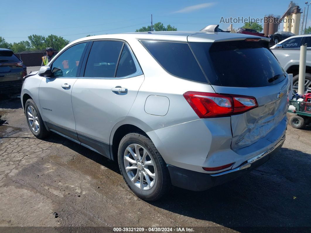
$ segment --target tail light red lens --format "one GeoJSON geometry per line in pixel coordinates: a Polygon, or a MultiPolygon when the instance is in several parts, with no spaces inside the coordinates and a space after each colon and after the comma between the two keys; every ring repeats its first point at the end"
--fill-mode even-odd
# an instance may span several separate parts
{"type": "Polygon", "coordinates": [[[233,165],[234,163],[232,163],[229,164],[220,166],[219,167],[203,167],[202,168],[203,170],[207,171],[220,171],[226,168],[228,168],[228,167],[230,167],[233,165]]]}
{"type": "Polygon", "coordinates": [[[18,62],[16,63],[16,66],[19,67],[22,67],[23,63],[21,62],[18,62]]]}
{"type": "Polygon", "coordinates": [[[187,91],[183,97],[200,118],[228,116],[258,106],[252,96],[187,91]]]}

» THE PROBLEM
Reproduce every line of the records above verbatim, leaving out the pictures.

» EXERCISE RESPONSE
$ segment --target tail light red lens --format "one GeoJSON geometry per line in pixel coordinates: a Polygon, or a MultiPolygon when the instance is in several parts, with no spaces inside the coordinates and a space after each colon and after the comma between the two keys; every ring repeats its first point at the end"
--fill-mode even-odd
# an instance may span several separate parts
{"type": "Polygon", "coordinates": [[[233,165],[234,163],[232,163],[229,164],[220,166],[219,167],[203,167],[202,168],[203,170],[207,171],[220,171],[226,168],[228,168],[228,167],[230,167],[233,165]]]}
{"type": "Polygon", "coordinates": [[[18,62],[16,63],[16,66],[19,67],[22,67],[23,63],[21,62],[18,62]]]}
{"type": "Polygon", "coordinates": [[[187,91],[183,97],[200,118],[228,116],[258,106],[252,96],[187,91]]]}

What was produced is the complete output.